# PAGE:
┄┄┄┄┄┄┄┄┄┄┄┄┄┄┄┄┄┄┄┄

# CF or light PU fibre composite - Mk1 guys...let's decide together!



## robingohtt (Nov 6, 2005)

ok audi tt guys.. 
If u notice the Mk1 bonnet (Hood) though s made up of aluminium - is still heavy..compare it with the Mk2 aluminium bonnet (which is much lighter so it must be made up of another type of lighter aluminium composite). So if you have a choice of reducing this front weight by getting a lighter alternative - what would you do?

Choice 1 - Wet Carbon Fibre (CF) Bonnet/Hood
Very nice CF weave. But the frame and structure is typically Fibre Glass with wet carbon fibre wrapped all around it.
But let's face it, as some of you know, some brands of Wet Carbon bonnet is about the same or same WEIGHT as the alumium bonnet we all have on our car (I cant name the brand here as it's not professional)...I have read a few posts on it here. It's looks great but other than the CF looks, there is not much weight reduction. 
But then, I wouldnt leave the CF raw either - I would most probably paint over it completely - dont like the raw CF look.
Let's say this wet carbon fibre product is X amount of dollars
Choice 2: - Lightweight PFRP composite Bonnet/ Hood
Material is lightweight and flexible - but of course not so sexy as a wet CF..but it is for guys like me who will completely paint over the bonnet entirely.
but it will defintely remove the weight off the front..another car had this composite and the weight was more than half of the OEM bonnet..it was a race car.

┄┄┄┄┄┄┄┄┄┄┄┄┄┄┄┄┄┄┄┄

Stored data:

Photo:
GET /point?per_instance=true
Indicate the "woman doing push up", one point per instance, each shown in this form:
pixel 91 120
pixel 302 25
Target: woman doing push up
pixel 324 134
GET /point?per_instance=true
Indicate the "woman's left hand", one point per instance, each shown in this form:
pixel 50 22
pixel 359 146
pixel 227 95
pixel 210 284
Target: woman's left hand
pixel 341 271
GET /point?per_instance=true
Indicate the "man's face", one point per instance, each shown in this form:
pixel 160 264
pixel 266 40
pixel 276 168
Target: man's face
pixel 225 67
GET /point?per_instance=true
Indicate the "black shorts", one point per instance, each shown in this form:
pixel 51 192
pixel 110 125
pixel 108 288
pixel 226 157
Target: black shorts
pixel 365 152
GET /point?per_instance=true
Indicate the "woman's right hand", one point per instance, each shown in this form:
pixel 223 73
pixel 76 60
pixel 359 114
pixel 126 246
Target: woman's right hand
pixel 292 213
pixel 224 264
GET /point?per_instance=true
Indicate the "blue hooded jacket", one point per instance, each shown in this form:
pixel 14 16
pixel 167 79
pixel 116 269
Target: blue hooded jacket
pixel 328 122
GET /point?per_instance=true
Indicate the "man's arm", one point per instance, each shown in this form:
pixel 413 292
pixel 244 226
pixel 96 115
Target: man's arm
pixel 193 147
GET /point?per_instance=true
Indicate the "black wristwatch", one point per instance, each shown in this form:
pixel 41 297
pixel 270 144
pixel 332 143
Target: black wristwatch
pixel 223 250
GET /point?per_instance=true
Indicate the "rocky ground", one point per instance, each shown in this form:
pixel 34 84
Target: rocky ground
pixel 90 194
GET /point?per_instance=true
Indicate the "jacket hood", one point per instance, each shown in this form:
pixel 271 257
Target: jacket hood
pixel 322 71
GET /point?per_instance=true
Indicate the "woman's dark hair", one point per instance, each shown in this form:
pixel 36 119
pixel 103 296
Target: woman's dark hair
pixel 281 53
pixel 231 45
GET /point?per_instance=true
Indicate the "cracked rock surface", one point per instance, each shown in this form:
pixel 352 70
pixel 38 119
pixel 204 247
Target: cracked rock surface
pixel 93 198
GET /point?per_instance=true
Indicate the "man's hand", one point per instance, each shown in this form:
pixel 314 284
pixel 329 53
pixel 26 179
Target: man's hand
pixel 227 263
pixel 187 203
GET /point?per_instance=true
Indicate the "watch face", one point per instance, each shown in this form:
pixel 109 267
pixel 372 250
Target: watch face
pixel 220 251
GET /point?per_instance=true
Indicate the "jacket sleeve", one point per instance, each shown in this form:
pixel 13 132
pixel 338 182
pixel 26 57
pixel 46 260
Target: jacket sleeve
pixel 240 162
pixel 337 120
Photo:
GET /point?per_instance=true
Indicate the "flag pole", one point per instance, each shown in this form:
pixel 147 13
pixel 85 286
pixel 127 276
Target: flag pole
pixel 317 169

┄┄┄┄┄┄┄┄┄┄┄┄┄┄┄┄┄┄┄┄

# WHAT TO DO:
a – Using the bonnet thread, decide whether each statement agrees with it. Answer yes or no for each, and quote the words that decide it. (i) The Mk1 bonnet is made of aluminium. (ii) The poster would leave a carbon fibre bonnet unpainted. (iii) The frame of a wet carbon fibre bonnet is usually made of carbon fibre.
b – Write the next part of the bonnet thread, picking up right after its last sentence.

# PER-TASK OUTPUTS:
a –
(i) Yes: "the Mk1 bonnet (Hood) though s made up of aluminium"
(ii) No: "I wouldnt leave the CF raw either - I would most probably paint over it completely"
(iii) No: "the frame and structure is typically Fibre Glass with wet carbon fibre wrapped all around it"

b –
Let's say this wet carbon fibre product is X divided by half amount of dollars..compared to Wet CF bonnet

Some things you need to know about this PFRP composite - it is not fibreglass so it doesnt crack easily .. and it is flexible..
but one must still have the habit of NOT slamming the bonnet just in case (same as wet carbon fibre as it is a fibre glass frame and fibre glass is brittle..) ..but I think the PFRP is stronger as the racecar I mentioned above is really roughly handled..saw the bonnet slammed a couple of times - but still no cracks..
SO what u guys think?
Spend more money on looks - but no function
or less for the performance potential? but doesnt sound or look as sexy

And hood pins are optional of course..our bonnets are so large that any material is going to be quite heavy (even when halfed by the lightweight PFRP composite) so we might not need the pins..

BTW..
And Dry CF found on F1 cars, which is the best cause it is truly light - is so expensive (more than 5K for such a large piece) so out of budget of anyone here who would most probably spend it on a BT setup or ported engine..
thanks guys!!
_Modified by robingohtt at 1:00 PM 7-15-2008_

_Modified by robingohtt at 1:01 PM 7-15-2008_


_Modified by robingohtt at 7:47 PM 7-15-2008_


----------



## scoTT la rock (Jun 17, 2007)

hate to be the guy that says the negative stuff, but the difference here seems to only be a few pounds at best.
for that, i'd rather skip the big macs for a few weeks and lose a few pounds myself rather than mess up my TT with rigged parts. seems like a total waste of money to do anything in this direction. sorry!


----------



## cdougyfresh (Sep 16, 2004)

*Re: (scoTT la rock)*

WTF is a bonnett?!


----------



## thenamescolby (Apr 18, 2007)

*Re: (cdougyfresh)*

LMAO...

it's a hood.

and a boot is a trunk.
it's UK speek!


----------



## cdougyfresh (Sep 16, 2004)

*Re: (thenamescolby)*

Bonnett = hood? thats kinda gay


----------



## l88m22vette (Mar 2, 2006)

*Re: (cdougyfresh)*

Getting a new hood is a waste of money, for $600+ I'd rather get a tune, or suspension, or a carputer, or...
Edit: Thinking about it, you can buy a $130 lightweight battery, and remove 25-30lbs. The rear seatbacks are 45lbs




_Modified by l88m22vette at 6:28 PM 7-15-2008_


----------



## robingohtt (Nov 6, 2005)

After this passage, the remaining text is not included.